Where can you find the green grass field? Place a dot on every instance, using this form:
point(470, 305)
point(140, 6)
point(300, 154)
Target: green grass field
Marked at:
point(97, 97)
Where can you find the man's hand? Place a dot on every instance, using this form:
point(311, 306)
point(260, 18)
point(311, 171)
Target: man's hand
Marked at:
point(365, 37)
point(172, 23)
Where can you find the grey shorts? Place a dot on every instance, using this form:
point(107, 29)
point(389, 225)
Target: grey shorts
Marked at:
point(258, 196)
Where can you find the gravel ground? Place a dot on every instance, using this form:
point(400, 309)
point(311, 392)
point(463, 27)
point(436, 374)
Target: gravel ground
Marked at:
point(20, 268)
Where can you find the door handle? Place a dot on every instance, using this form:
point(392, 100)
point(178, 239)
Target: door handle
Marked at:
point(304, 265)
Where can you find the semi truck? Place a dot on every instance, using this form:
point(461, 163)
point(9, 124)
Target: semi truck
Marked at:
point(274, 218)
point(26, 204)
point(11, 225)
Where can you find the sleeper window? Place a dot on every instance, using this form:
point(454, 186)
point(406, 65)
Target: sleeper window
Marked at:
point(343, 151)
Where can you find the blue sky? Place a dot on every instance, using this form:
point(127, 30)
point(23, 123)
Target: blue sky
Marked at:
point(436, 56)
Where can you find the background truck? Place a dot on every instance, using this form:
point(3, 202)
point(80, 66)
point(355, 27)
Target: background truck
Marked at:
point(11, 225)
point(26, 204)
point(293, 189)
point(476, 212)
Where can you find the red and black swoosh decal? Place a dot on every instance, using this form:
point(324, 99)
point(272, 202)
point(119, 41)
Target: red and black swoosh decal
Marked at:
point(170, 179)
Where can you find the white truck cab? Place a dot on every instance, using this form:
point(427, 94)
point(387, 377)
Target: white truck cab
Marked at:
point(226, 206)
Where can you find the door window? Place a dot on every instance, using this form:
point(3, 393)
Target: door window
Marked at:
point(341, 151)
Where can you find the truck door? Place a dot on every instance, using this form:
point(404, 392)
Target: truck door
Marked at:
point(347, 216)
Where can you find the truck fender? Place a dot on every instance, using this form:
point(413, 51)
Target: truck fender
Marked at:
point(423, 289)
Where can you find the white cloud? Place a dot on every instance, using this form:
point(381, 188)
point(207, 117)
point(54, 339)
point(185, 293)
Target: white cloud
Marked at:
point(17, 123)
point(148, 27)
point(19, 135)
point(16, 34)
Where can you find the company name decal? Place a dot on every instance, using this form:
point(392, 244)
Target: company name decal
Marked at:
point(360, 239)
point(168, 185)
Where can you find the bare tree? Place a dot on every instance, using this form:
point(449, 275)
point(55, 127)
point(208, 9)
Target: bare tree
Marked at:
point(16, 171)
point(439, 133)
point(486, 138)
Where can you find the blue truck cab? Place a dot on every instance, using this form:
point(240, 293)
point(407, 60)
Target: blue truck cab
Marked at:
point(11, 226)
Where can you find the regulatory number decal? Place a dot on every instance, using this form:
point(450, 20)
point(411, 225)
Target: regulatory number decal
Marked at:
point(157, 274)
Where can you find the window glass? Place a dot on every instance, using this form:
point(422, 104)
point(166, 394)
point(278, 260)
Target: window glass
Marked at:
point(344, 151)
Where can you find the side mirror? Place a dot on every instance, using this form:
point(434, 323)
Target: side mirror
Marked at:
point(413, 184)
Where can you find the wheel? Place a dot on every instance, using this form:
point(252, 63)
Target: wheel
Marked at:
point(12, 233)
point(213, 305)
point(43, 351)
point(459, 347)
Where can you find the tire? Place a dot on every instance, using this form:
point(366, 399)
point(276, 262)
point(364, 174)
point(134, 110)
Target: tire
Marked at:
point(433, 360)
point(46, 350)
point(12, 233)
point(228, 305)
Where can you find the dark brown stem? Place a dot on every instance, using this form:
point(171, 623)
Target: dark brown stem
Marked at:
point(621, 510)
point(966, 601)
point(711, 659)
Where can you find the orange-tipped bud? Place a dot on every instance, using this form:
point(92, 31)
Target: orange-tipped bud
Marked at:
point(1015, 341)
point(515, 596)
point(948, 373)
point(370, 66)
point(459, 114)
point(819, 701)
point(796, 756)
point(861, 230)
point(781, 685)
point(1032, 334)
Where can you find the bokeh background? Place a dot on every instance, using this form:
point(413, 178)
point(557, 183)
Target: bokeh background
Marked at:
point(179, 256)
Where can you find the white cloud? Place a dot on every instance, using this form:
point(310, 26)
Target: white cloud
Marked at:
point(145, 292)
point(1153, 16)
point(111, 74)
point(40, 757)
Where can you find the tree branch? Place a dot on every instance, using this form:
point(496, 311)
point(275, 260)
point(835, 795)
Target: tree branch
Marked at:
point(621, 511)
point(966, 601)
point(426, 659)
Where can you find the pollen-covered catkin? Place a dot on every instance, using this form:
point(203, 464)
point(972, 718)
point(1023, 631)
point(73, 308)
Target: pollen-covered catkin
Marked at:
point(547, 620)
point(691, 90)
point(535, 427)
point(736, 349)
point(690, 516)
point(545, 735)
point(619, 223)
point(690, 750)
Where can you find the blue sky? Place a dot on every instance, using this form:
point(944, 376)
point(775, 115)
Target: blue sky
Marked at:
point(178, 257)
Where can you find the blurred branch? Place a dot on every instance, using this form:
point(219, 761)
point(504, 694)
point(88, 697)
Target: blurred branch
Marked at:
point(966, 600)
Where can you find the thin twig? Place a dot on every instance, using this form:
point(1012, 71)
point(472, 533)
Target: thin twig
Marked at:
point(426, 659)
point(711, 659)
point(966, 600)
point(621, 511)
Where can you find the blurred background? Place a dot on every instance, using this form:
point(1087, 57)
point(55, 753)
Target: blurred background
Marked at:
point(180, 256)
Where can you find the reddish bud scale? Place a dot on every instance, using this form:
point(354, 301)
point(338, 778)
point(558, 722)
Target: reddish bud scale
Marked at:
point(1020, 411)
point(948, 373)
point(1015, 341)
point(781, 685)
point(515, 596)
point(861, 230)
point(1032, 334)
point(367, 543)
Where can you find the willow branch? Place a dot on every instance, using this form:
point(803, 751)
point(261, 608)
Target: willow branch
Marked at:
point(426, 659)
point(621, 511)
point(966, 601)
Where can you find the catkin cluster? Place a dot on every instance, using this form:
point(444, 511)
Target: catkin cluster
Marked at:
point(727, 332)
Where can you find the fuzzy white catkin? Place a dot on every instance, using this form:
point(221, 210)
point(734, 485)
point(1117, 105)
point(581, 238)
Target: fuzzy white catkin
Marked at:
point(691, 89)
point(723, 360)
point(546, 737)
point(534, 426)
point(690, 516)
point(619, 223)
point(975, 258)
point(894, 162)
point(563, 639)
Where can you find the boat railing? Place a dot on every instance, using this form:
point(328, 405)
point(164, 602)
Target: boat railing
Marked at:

Your objective — Set out the records from their first line through the line containing "point(304, 265)", both included, as a Markdown table with the columns n and Line, giving each line a row number and leaving out blank lines.

Answer for the task —
| n | Line |
|---|---|
| 1 | Where can you find the green grass field? Place a dot on every instance, using this form: |
| 2 | point(470, 305) |
| 3 | point(140, 6) |
| 4 | point(300, 154) |
| 5 | Target: green grass field |
| 6 | Marked at: |
| 7 | point(97, 97) |
| 8 | Where can you find the man's hand? Place a dot on every instance, using this form: |
| 9 | point(311, 306) |
| 10 | point(260, 18) |
| 11 | point(311, 171) |
| 12 | Target: man's hand |
| 13 | Marked at: |
| 14 | point(365, 37) |
| 15 | point(172, 23) |
| 16 | Where can you find the grey shorts? Place a dot on every instance, using this form: |
| 17 | point(107, 29) |
| 18 | point(389, 225) |
| 19 | Target: grey shorts |
| 20 | Marked at: |
| 21 | point(258, 196) |
| 22 | Where can you find the gravel ground? Place a dot on every instance, using this form: |
| 23 | point(400, 309) |
| 24 | point(311, 392) |
| 25 | point(463, 27) |
| 26 | point(436, 374) |
| 27 | Target: gravel ground |
| 28 | Marked at: |
| 29 | point(20, 268) |
| 30 | Where can you find the door handle? Place a dot on every instance, using this form: |
| 31 | point(392, 100) |
| 32 | point(178, 239) |
| 33 | Target: door handle |
| 34 | Marked at: |
| 35 | point(304, 265) |